MATERIAL FOR THIS EXERCISE:
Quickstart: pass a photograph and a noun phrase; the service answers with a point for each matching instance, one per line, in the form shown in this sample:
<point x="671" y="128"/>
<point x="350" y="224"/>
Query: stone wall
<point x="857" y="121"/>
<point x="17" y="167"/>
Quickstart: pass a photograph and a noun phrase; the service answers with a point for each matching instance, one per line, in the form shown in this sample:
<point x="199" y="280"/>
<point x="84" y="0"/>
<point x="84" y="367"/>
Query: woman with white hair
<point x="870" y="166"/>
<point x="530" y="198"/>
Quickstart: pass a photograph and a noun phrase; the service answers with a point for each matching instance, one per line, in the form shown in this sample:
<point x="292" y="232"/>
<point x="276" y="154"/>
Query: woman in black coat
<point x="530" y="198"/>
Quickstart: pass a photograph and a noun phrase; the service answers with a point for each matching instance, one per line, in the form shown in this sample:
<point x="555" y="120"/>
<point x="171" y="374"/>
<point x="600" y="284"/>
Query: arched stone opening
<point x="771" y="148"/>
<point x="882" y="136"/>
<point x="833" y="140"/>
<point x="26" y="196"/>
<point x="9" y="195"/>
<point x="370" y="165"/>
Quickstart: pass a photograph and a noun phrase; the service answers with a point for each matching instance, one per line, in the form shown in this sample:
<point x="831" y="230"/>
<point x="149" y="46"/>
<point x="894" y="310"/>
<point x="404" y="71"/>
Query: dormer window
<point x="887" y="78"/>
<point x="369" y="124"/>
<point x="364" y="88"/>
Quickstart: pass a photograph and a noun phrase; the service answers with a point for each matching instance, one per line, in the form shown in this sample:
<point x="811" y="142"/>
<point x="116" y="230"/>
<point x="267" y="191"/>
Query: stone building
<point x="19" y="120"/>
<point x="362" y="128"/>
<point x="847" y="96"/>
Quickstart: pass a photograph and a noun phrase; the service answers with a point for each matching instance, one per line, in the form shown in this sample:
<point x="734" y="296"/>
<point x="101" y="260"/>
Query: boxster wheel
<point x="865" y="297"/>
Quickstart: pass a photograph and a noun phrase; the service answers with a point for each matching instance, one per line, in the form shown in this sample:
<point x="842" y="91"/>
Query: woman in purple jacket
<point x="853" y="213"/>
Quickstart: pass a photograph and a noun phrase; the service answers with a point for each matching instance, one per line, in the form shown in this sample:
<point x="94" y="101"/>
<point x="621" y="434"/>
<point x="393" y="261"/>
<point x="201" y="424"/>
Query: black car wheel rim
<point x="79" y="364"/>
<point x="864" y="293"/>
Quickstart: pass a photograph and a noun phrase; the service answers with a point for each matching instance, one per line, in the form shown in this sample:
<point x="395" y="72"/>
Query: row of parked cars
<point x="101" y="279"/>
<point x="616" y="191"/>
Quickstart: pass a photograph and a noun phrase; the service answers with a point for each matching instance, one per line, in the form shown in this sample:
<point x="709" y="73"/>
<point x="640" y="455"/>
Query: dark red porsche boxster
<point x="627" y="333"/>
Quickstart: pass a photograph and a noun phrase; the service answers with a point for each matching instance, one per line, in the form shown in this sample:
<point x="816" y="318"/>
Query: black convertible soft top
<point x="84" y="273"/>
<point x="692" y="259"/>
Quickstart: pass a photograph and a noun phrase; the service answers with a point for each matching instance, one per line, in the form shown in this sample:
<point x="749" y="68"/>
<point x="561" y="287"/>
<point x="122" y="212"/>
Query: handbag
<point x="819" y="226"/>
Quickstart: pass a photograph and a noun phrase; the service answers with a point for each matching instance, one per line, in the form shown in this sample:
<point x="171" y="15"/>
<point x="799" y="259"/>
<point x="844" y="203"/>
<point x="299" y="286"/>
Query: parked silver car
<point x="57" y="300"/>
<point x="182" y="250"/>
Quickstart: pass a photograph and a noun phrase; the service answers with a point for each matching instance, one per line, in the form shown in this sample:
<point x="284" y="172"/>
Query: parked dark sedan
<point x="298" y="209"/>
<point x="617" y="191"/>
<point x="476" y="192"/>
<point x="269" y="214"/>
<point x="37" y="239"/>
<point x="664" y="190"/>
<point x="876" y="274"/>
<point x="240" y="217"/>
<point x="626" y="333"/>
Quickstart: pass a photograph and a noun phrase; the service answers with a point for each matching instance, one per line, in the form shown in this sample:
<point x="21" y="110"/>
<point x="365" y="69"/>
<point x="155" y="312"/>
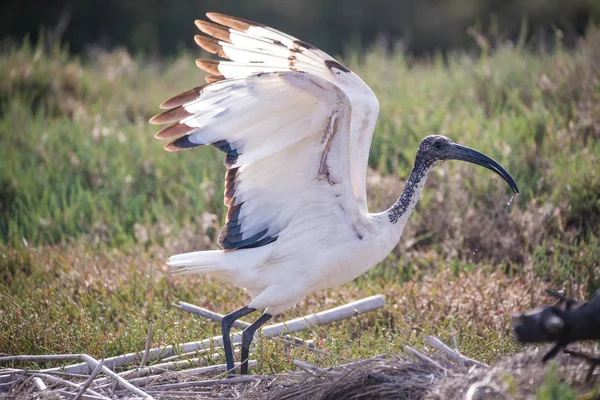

PROBLEM REQUIREMENTS:
Pull out each line of the data above that contains the word "stone" and copy those lines unchanged, in their original order.

FULL OUTPUT:
Query: stone wall
Query: arched stone opening
Query: stone building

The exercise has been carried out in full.